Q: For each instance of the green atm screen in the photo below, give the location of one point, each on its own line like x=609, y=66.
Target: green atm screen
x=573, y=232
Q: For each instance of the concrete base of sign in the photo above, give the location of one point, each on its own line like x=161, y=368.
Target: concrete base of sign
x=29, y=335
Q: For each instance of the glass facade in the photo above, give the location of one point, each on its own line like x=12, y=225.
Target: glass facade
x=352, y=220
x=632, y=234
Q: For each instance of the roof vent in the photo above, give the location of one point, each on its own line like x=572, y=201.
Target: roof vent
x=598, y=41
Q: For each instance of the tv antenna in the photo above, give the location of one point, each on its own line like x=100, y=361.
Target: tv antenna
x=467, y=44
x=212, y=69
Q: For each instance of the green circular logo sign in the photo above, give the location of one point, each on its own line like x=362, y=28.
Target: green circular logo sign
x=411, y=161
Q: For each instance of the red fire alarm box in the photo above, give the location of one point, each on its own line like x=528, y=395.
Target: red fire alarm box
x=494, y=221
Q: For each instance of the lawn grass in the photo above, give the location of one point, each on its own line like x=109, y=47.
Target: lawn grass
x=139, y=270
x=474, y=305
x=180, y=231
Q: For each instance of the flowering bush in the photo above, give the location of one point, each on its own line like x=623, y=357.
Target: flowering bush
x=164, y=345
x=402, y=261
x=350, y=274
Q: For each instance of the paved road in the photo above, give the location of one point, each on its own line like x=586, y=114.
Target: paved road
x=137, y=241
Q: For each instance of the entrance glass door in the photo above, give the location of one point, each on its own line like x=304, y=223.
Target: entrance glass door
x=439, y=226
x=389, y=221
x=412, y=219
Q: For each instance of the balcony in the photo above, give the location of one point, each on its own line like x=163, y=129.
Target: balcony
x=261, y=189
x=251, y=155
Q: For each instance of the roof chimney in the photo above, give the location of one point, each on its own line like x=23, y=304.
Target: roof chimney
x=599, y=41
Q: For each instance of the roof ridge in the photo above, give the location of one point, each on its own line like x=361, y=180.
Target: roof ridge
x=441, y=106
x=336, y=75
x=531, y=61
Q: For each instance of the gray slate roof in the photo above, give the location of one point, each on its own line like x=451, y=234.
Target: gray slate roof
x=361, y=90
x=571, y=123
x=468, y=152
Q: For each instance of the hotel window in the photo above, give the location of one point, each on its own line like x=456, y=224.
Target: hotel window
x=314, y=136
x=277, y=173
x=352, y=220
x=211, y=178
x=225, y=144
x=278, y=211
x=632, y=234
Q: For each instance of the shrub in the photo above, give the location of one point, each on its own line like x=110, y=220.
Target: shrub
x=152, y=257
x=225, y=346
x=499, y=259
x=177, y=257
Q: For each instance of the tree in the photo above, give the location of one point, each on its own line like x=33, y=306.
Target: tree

= = =

*WRITTEN EXERCISE*. Convert the full listing above into a JSON list of strings, with one string per line and no blank lines.

*RESPONSE FOR THIS EXERCISE*.
[
  "Q: For each instance of the green atm screen in the photo below, give the location of one point, each on its own line like x=609, y=66.",
  "Target: green atm screen",
  "x=573, y=232",
  "Q: For each instance of the concrete base of sign in the photo above, give the location of one point, each on its own line like x=161, y=368.",
  "Target: concrete base of sign",
  "x=29, y=335",
  "Q: For each instance of the glass facade in the photo above, give the location of one point, each on its own line like x=12, y=225.",
  "Target: glass facade",
  "x=352, y=220",
  "x=632, y=234",
  "Q: For each instance of the roof vent in the photo above, give the location of one point, each on its own line like x=572, y=201.",
  "Target: roof vent",
  "x=598, y=41",
  "Q: For each instance of the tv antenna in the photo above, give the location of one point, each on its own line like x=100, y=361.",
  "Target: tv antenna",
  "x=467, y=44",
  "x=212, y=69",
  "Q: For each instance of the green circular logo sign in the photo above, give the location of one point, each on its own line like x=362, y=28.",
  "Target: green circular logo sign",
  "x=411, y=161",
  "Q: For each instance of the red fire alarm box in the photo above, give the location of one point, each on its own line like x=528, y=395.",
  "Target: red fire alarm box",
  "x=494, y=221",
  "Q: For each instance of the lawn grass in the photo above, give the location of one point, each on its own line like x=109, y=47.",
  "Target: lawn grass",
  "x=139, y=270",
  "x=474, y=305",
  "x=180, y=231",
  "Q: For each instance of the flowering bush in the photo above, give the location of one point, each on its own line like x=623, y=357.",
  "Target: flowering bush",
  "x=164, y=345",
  "x=402, y=261",
  "x=350, y=274",
  "Q: For each instance of the paved road in the photo above, give the location of one point, each on its own line like x=586, y=114.",
  "Target: paved road",
  "x=137, y=241",
  "Q: For each instance of the entrance glass door in the photo above, give the location of one point, each on its own line like x=304, y=223.",
  "Target: entrance glass door",
  "x=439, y=226",
  "x=389, y=221",
  "x=412, y=219",
  "Q: For each instance of the balcony in the photo above, give the location of one point, each on its own line like x=163, y=129.",
  "Target: balcony",
  "x=261, y=189",
  "x=251, y=155",
  "Q: For each instance of the roof chimney in the photo above, give the location of one point, each on its own line like x=23, y=304.",
  "Target: roof chimney",
  "x=599, y=41",
  "Q: For each instance of the roof ridge in the photo above, give the location of one point, each on its own line like x=361, y=180.",
  "Target: roof ridge",
  "x=441, y=106",
  "x=336, y=75",
  "x=531, y=61",
  "Q: For each instance of the gray slate roof in the photo above, give the location of one point, each on its own line like x=451, y=234.",
  "Target: gray slate roof",
  "x=361, y=90",
  "x=571, y=123",
  "x=468, y=152",
  "Q: For each instance of the hotel window in the photo above, give the location of one point, each on its own line like x=456, y=224.",
  "Target: hotel window",
  "x=314, y=136",
  "x=277, y=173",
  "x=352, y=220",
  "x=211, y=178",
  "x=225, y=144",
  "x=278, y=211",
  "x=632, y=234",
  "Q: For each instance of the shrub in the photo above, give the location of one point, each on its own line like x=110, y=220.",
  "Target: shrub",
  "x=152, y=257",
  "x=225, y=346",
  "x=499, y=259",
  "x=177, y=257",
  "Q: For each instance of the tree in the photo above, give the location of one point, each on its own line like x=33, y=306.",
  "Target: tree"
]